STATED GOAL
Print these lines exactly as they appear.

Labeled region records
^^^^^^^^^^^^^^^^
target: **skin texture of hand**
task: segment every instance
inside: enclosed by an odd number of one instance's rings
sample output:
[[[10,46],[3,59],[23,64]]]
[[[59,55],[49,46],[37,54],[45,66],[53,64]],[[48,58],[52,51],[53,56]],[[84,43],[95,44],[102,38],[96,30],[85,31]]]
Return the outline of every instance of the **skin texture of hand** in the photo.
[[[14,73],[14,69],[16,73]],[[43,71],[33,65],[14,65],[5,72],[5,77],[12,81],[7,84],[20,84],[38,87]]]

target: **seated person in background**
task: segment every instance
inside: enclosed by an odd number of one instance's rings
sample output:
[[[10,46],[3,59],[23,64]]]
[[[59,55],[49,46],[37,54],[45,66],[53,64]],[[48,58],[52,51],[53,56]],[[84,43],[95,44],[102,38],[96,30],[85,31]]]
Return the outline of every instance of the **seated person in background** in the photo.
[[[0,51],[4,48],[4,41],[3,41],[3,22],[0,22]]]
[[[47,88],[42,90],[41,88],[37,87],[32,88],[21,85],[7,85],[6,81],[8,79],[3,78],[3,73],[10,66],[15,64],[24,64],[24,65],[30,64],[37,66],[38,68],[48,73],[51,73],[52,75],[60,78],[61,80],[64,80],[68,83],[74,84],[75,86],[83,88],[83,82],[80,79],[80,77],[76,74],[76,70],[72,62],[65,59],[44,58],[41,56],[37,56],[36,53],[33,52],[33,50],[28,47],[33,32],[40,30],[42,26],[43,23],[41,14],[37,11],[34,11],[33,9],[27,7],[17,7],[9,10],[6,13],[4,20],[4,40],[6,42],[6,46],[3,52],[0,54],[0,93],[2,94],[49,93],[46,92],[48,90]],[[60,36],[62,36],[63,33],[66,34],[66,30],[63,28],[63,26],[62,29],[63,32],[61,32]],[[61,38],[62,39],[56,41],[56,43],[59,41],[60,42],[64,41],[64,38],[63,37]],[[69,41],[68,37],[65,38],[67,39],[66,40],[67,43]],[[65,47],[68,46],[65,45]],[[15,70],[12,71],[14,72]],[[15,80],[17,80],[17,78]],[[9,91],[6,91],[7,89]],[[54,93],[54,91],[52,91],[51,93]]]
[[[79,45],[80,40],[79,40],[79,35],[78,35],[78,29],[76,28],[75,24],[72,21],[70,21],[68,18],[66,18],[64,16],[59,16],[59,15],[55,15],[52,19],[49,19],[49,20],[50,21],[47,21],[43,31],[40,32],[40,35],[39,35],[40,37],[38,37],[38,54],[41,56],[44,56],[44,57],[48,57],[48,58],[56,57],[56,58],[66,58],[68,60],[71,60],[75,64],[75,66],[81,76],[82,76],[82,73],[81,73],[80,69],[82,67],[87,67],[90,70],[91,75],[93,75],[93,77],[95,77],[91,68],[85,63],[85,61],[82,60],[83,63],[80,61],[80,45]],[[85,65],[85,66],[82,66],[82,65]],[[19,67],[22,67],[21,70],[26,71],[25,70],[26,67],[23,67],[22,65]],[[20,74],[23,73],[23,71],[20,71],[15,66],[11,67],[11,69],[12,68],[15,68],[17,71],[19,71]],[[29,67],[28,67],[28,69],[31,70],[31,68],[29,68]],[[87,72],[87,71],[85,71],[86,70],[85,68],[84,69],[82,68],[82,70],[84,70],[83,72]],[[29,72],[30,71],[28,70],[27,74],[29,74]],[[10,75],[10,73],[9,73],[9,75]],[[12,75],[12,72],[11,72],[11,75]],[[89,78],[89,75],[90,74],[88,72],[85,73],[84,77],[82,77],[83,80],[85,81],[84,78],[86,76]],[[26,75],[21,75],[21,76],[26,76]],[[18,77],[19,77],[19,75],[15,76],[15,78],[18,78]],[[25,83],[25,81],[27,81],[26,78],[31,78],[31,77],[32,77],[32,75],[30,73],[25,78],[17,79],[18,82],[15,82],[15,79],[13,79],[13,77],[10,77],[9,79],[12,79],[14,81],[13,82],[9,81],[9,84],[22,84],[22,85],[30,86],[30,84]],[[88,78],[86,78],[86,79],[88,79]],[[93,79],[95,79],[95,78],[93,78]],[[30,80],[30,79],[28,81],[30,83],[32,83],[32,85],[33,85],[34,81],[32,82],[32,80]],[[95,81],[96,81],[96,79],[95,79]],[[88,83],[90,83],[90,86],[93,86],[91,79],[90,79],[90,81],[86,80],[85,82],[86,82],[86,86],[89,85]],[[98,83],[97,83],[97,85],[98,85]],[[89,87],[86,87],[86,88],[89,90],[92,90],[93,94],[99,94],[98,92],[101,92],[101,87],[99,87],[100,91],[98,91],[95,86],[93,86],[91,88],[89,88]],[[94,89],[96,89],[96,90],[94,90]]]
^^^^^^^^^^^^^^^^
CORRECT ANSWER
target: **skin texture of hand**
task: segment every instance
inside: enclosed by an odd number of one instance's rings
sample output:
[[[10,46],[3,59],[23,64]]]
[[[59,55],[49,46],[37,54],[45,66],[53,64]],[[48,58],[52,51],[53,56]],[[84,43],[95,44],[102,38],[96,30],[85,31]]]
Return the outline of every instance of the **skin texture of hand** in the photo.
[[[14,73],[14,69],[16,73]],[[43,71],[33,65],[14,65],[5,72],[5,77],[12,81],[7,84],[20,84],[38,87]]]

target: **seated person in background**
task: segment every instance
inside: enclosed by an odd number of one instance's rings
sample output:
[[[10,46],[3,59],[23,64]]]
[[[59,55],[49,46],[37,54],[45,66],[53,64]],[[48,58],[52,51],[53,56]],[[84,43],[95,44],[102,38],[96,30],[85,31]]]
Return the outline of every instance of the **seated person in background** in the photo.
[[[0,51],[4,48],[4,41],[3,41],[3,22],[0,22]]]
[[[47,88],[42,90],[41,88],[37,87],[32,88],[21,85],[7,85],[6,81],[8,79],[3,78],[3,73],[10,66],[15,64],[24,64],[24,65],[30,64],[37,66],[38,68],[48,73],[51,73],[52,75],[60,78],[61,80],[64,80],[68,83],[74,84],[75,86],[83,88],[83,82],[80,79],[80,77],[76,74],[76,70],[72,62],[65,59],[44,58],[41,56],[37,56],[36,53],[33,52],[33,50],[28,47],[33,32],[40,30],[42,26],[43,23],[41,14],[37,11],[34,11],[33,9],[27,7],[17,7],[9,10],[6,13],[4,20],[4,40],[6,42],[6,46],[3,52],[0,54],[0,93],[2,94],[49,93],[46,92],[48,90]],[[60,36],[62,36],[63,33],[66,34],[66,30],[63,28],[63,26],[62,29],[63,32],[61,32]],[[61,38],[62,39],[56,41],[56,43],[59,41],[60,42],[64,41],[64,38],[63,37]],[[69,41],[68,37],[65,38],[67,39],[66,40],[67,43]],[[65,47],[68,46],[65,45]],[[15,70],[12,71],[14,72]],[[15,80],[17,80],[17,78]],[[9,91],[6,91],[7,89]],[[54,93],[54,91],[52,91],[51,93]]]
[[[79,45],[80,40],[79,40],[79,35],[78,35],[78,29],[76,28],[75,24],[72,21],[70,21],[68,18],[66,18],[64,16],[59,16],[59,15],[55,15],[52,19],[49,19],[49,20],[50,21],[47,21],[43,31],[40,32],[40,35],[39,35],[40,37],[38,37],[38,54],[41,56],[44,56],[44,57],[48,57],[48,58],[56,57],[56,58],[66,58],[68,60],[71,60],[75,64],[75,66],[81,76],[82,76],[82,73],[81,73],[80,69],[82,67],[87,67],[90,70],[91,75],[93,75],[93,77],[95,77],[91,68],[85,63],[85,61],[82,60],[83,63],[80,61],[80,45]],[[85,65],[85,66],[82,66],[82,65]],[[19,67],[22,67],[21,70],[26,71],[25,70],[26,67],[23,67],[22,65]],[[20,74],[23,73],[23,71],[20,71],[15,66],[11,67],[11,69],[12,68],[15,68],[17,71],[19,71]],[[29,67],[28,67],[28,69],[31,70],[31,68],[29,68]],[[87,72],[87,71],[85,71],[86,70],[85,68],[84,69],[82,68],[82,70],[84,70],[83,72]],[[29,72],[30,71],[28,70],[27,74],[29,74]],[[10,75],[10,73],[9,73],[9,75]],[[12,75],[12,72],[11,72],[11,75]],[[89,78],[89,75],[90,74],[88,72],[85,73],[84,77],[82,77],[83,80],[85,81],[84,78],[86,76]],[[26,75],[21,75],[21,76],[26,76]],[[18,77],[19,77],[19,75],[15,76],[15,78],[18,78]],[[25,83],[25,81],[27,81],[26,78],[31,78],[31,77],[32,77],[32,75],[30,73],[25,78],[17,79],[18,82],[15,82],[15,79],[13,79],[13,77],[10,77],[9,79],[12,79],[14,81],[13,82],[9,81],[9,84],[22,84],[22,85],[30,86],[30,84]],[[88,78],[86,78],[86,79],[88,79]],[[93,79],[95,79],[95,78],[93,78]],[[30,80],[30,79],[28,81],[30,83],[32,83],[32,85],[33,85],[34,81],[32,82],[32,80]],[[95,81],[96,81],[96,79],[95,79]],[[88,83],[90,83],[90,86],[93,86],[91,79],[90,79],[90,81],[86,80],[85,82],[86,82],[86,86],[89,85]],[[98,83],[97,83],[97,85],[98,85]],[[89,87],[86,87],[86,88],[89,90],[92,90],[93,94],[99,94],[98,92],[101,92],[101,87],[99,87],[100,91],[98,91],[95,86],[93,86],[91,88],[89,88]],[[94,89],[96,89],[96,90],[94,90]]]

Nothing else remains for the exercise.